§ Document extract:
BAGHDAD – A suicide bomber pushing an electric heater atop a cart packed with hidden explosives attacked a high school north of Baghdad on Tuesday, leaving students and teachers bloodied and bewildered as insurgents appeared to be expanding their list of targets.
The bombing – one of two attacks near schools on the same day – follows a wave of recent blasts blamed on al-Qaida in Iraq against funerals and social gatherings.
The trend points to the possibility that al-Qaida has shifted tactics to focus increasingly on so-called soft targets and undermine public confidence that things are looking better in the country.
In the suicide attack, the bomber posed as a shopper or merchant transporting an electric heater on a chilly winter day – an apparent attempt to deflect attention from the explosive-rigged cart.
The blast struck the front of a two-story schoolhouse in Baqouba about 8:30 a.m., half an hour after classes began.
A 25-year-old male bystander was killed and 21 people were wounded – 12 students, eight teachers and a policeman.
“I can’t think of any reason to target students,” said 15-year-old Mohammed Abbas, his wounded head in a bandage as his father stood near his hospital bed in Baqouba, about 35 miles northeast of Baghdad. “We did not expect that explosions would reach our school.”
In the other attack, a roadside bomb exploded next to a girl’s high school in Baghdad’s western district of Amiriyah, wounding a 7-year-old boy who was passing by. But police said the target was an American patrol, not the school.

§ Data extract:
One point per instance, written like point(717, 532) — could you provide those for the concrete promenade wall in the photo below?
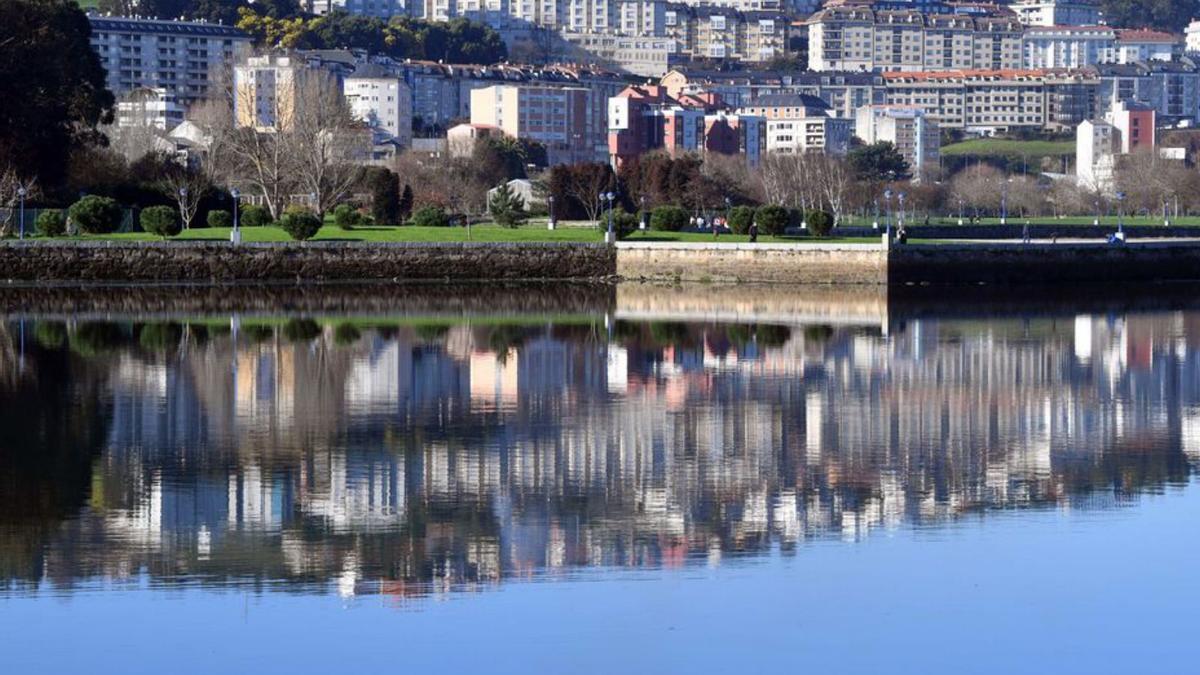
point(1044, 263)
point(774, 263)
point(315, 261)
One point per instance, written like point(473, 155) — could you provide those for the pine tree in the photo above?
point(507, 207)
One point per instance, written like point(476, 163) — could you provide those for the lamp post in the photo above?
point(21, 195)
point(610, 238)
point(235, 236)
point(887, 214)
point(1120, 233)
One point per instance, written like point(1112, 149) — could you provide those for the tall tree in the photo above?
point(52, 85)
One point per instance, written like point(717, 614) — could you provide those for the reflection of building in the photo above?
point(419, 459)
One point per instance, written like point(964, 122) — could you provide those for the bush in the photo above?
point(96, 215)
point(772, 220)
point(741, 219)
point(51, 222)
point(300, 223)
point(820, 222)
point(669, 219)
point(347, 216)
point(255, 216)
point(430, 216)
point(220, 219)
point(161, 221)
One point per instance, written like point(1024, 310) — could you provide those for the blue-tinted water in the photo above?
point(647, 481)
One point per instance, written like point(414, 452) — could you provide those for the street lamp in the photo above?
point(21, 195)
point(1120, 234)
point(887, 213)
point(235, 236)
point(610, 238)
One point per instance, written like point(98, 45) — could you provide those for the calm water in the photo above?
point(633, 481)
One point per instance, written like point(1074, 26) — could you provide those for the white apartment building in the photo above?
point(1057, 12)
point(149, 108)
point(381, 9)
point(1146, 46)
point(1096, 148)
point(917, 137)
point(383, 101)
point(858, 39)
point(1069, 46)
point(177, 57)
point(562, 119)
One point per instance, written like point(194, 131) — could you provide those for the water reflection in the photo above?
point(423, 454)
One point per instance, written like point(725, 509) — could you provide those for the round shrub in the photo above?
point(820, 222)
point(51, 222)
point(772, 219)
point(669, 219)
point(300, 223)
point(255, 216)
point(429, 216)
point(96, 215)
point(162, 221)
point(741, 219)
point(220, 219)
point(347, 216)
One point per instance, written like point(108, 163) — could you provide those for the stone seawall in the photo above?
point(316, 261)
point(1044, 263)
point(774, 263)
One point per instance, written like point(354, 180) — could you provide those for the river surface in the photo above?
point(579, 479)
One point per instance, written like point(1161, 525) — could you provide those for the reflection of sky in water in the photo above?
point(683, 489)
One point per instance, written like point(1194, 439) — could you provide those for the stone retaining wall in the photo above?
point(220, 262)
point(774, 263)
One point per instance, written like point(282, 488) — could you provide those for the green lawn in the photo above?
point(1006, 147)
point(484, 233)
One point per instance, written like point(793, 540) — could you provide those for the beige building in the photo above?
point(562, 119)
point(852, 39)
point(917, 137)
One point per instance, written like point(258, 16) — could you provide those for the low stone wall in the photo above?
point(774, 263)
point(1043, 263)
point(220, 262)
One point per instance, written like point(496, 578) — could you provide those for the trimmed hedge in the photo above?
point(300, 223)
point(772, 219)
point(96, 215)
point(220, 219)
point(162, 221)
point(669, 219)
point(51, 222)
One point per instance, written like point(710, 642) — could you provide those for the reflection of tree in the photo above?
point(52, 429)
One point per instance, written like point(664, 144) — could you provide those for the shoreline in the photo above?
point(292, 264)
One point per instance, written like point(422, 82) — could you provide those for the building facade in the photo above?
point(180, 58)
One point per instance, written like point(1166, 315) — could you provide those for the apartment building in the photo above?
point(850, 37)
point(1170, 88)
point(1057, 12)
point(723, 33)
point(178, 57)
point(1146, 46)
point(1069, 46)
point(643, 119)
point(267, 90)
point(910, 129)
point(994, 101)
point(562, 119)
point(801, 123)
point(843, 91)
point(382, 100)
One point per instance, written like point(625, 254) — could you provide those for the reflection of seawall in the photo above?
point(846, 305)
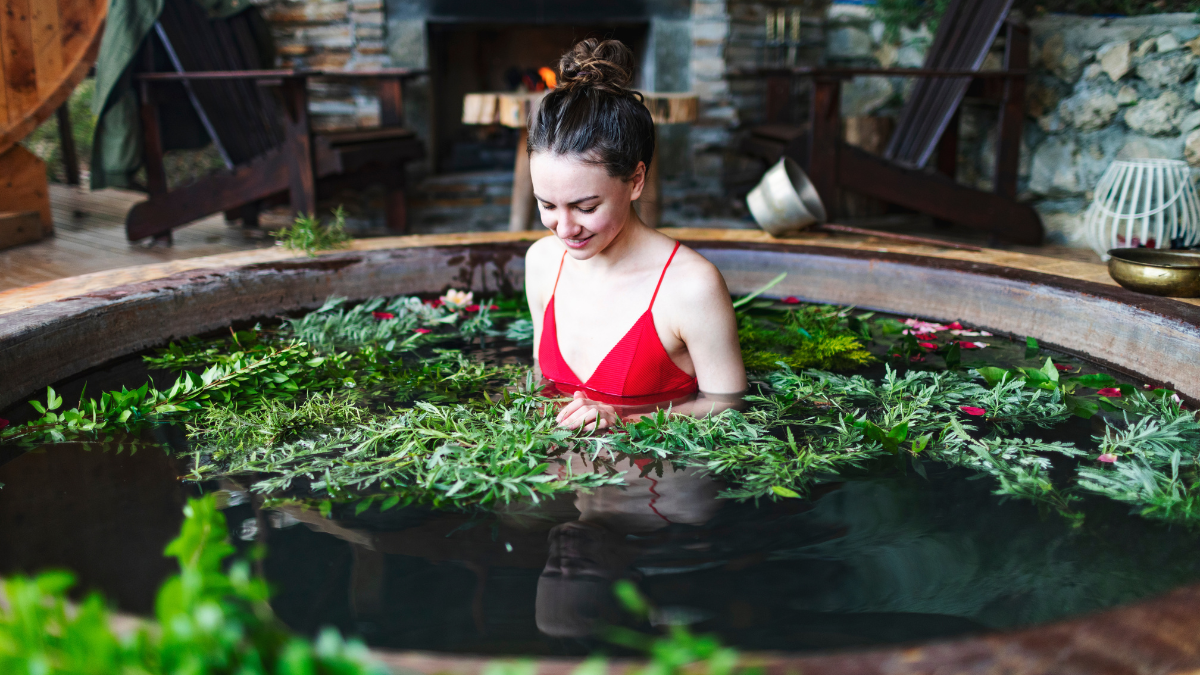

§ Work task 1:
In the report on the Baqouba school bombing, rewrite the passage starting at "The bombing –" and ending at "and social gatherings.", replacing "social gatherings" with "public events".
§ Work task 2:
Answer these questions from the report on the Baqouba school bombing:
(a) At what time did the blast strike the schoolhouse in Baqouba?
(b) How far from Baghdad, and in which direction, is Baqouba?
(c) According to police, what was the target of the roadside bomb in Amiriyah?

§ Expected output 1:
The bombing – one of two attacks near schools on the same day – follows a wave of recent blasts blamed on al-Qaida in Iraq against funerals and public events.

§ Expected output 2:
(a) About 8:30 a.m.
(b) About 35 miles northeast.
(c) An American patrol.